◆ What to work on ◆
Restate the data below word for word, keeping each line intact.

———

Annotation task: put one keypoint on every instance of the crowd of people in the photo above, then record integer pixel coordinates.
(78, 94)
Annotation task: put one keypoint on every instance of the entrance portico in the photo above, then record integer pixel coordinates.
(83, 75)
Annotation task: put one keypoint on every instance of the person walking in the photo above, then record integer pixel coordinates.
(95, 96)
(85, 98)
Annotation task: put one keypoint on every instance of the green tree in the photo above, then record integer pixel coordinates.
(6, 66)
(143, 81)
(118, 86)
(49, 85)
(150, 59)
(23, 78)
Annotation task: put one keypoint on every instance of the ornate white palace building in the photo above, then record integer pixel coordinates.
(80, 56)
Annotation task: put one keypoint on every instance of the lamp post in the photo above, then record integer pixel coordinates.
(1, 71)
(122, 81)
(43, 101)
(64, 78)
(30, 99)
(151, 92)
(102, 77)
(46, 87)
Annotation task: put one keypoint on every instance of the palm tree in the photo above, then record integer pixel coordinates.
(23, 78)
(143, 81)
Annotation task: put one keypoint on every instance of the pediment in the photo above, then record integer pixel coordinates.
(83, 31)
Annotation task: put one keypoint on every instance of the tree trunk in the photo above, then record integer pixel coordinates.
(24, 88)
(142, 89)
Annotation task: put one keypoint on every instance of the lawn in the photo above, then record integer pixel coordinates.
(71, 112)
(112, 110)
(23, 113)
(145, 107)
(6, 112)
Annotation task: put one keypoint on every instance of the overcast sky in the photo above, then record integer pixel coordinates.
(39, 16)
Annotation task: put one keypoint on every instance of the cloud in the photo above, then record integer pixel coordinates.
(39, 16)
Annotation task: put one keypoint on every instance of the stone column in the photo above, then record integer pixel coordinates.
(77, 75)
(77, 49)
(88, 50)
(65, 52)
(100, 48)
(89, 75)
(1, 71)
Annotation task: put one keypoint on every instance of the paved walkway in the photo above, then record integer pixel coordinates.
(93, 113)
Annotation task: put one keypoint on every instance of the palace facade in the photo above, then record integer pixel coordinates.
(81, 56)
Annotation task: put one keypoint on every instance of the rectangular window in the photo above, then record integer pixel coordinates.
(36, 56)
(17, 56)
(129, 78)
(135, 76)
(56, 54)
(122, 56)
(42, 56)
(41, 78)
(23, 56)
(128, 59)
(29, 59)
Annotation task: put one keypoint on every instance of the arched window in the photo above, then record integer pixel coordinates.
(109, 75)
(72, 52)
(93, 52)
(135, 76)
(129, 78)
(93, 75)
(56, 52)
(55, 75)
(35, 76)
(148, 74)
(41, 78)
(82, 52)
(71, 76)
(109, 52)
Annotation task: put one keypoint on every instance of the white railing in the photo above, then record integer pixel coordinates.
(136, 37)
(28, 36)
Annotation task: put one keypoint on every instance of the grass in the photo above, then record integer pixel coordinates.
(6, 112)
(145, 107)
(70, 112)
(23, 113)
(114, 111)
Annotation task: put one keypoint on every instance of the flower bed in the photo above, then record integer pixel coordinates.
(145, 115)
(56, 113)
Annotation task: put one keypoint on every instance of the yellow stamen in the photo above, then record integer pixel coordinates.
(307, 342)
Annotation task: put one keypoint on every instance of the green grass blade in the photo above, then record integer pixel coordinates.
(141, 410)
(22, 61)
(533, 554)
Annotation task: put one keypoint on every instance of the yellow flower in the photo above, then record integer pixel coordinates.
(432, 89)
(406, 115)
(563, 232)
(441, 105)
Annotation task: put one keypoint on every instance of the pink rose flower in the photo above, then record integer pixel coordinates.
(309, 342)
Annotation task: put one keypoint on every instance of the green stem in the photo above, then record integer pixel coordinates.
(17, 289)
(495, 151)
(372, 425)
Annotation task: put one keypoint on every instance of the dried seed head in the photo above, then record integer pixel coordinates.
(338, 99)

———

◆ Task solution ◆
Annotation task: put one keypoint on every instance of the crowd of people in the photo above, then record integer pixel coordinates.
(78, 94)
Annotation task: put one keypoint on every instance of the entrance portico in the photo above, then record integer pixel coordinates.
(83, 75)
Annotation task: put one keypoint on every instance of the person walking in the photo above, then record integer pixel coordinates.
(95, 96)
(85, 98)
Annotation task: put one keypoint on every instance of the green tree in the photo above, then record integer pixel coordinates.
(6, 66)
(143, 81)
(118, 86)
(49, 85)
(150, 59)
(23, 78)
Annotation task: put one keypoint on every instance of the ornate white palace building in the photo above, then record integer pixel coordinates.
(80, 56)
Annotation task: put one keypoint on every instance of the lamp post in the photo above, then record integer pixel coordinates.
(1, 71)
(122, 81)
(43, 101)
(64, 78)
(30, 99)
(151, 92)
(102, 77)
(46, 87)
Annotation task: put one keypoint on every instance of the palm tree in the photo above, then record integer pixel coordinates.
(23, 78)
(143, 81)
Annotation task: put one keypoint on every instance of the pediment in the photo above, then record integer pixel coordinates.
(83, 31)
Annotation task: put one keypoint on every instance of the tree trunk in the photo above, then record integer pixel coordinates.
(24, 88)
(142, 89)
Annotation task: put one keypoint on every instance of the lawn in the photo above, then record integer pixel coordinates.
(71, 112)
(112, 110)
(23, 113)
(145, 107)
(6, 112)
Annotation task: put one keypoint on every instance of the overcast sky in the photo above, then record integer pixel coordinates.
(39, 16)
Annotation task: put one keypoint on every instance of the cloud in the photo above, then record integer pixel coordinates.
(39, 16)
Annotation task: put one keypoint on every instance of the stone column in the photo above, then record integer pixel coordinates.
(77, 75)
(77, 49)
(88, 50)
(65, 52)
(100, 48)
(89, 75)
(1, 71)
Annotation task: put one keypoint on every instance of the paved walkway in the photo above, then record integer pixel coordinates.
(93, 113)
Annotation task: put one keypoint on every instance of the palace facade in the photo above, then record integer pixel coordinates.
(81, 56)
Annotation task: put one keypoint on every instance of the rectangular window in the photo above, then record integer pixel coordinates.
(36, 56)
(17, 56)
(129, 78)
(135, 76)
(56, 54)
(122, 56)
(42, 56)
(41, 78)
(23, 56)
(128, 59)
(29, 59)
Annotation task: put one keypoint on every instance of the arched window in the photo above, then record integer pixel coordinates.
(109, 75)
(72, 52)
(93, 52)
(135, 76)
(129, 78)
(93, 75)
(56, 52)
(55, 75)
(35, 76)
(148, 74)
(41, 78)
(82, 52)
(71, 76)
(109, 52)
Annotation task: put one keypoint on every instance of the white railing in the photo above, then record integer pixel coordinates.
(136, 37)
(28, 36)
Annotation task: put one keypoint on every instance of the grass in the photo above, then record integer pixel coordinates.
(6, 112)
(145, 107)
(70, 112)
(23, 113)
(114, 111)
Annotation task: put one keypoint on every instance of the flower bed in the photo above, then record integer pixel coordinates.
(145, 115)
(56, 113)
Annotation task: put one keypoint on every instance of the yellow stamen in the photo above, then record integer pixel coordinates.
(307, 342)
Annotation task: put one keypoint on every instance of the green grass blade in the photo above, then record integer pixel coordinates.
(141, 410)
(22, 61)
(533, 554)
Annotation task: put one keypoint on every instance of the yellow flower in the photo above, then record integer pixel coordinates.
(432, 89)
(406, 115)
(563, 232)
(441, 105)
Annotation task: put one keypoint on every instance of the pink rose flower in the photo above, then record integer pixel coordinates.
(309, 342)
Annotation task: put one keypoint on every instance of the green stem in the photo above, then record integer pixel coordinates.
(17, 289)
(495, 151)
(372, 425)
Annotation task: put one keypoint on every instance of the dried seed head in the photo above, then record integer pixel coordinates.
(338, 99)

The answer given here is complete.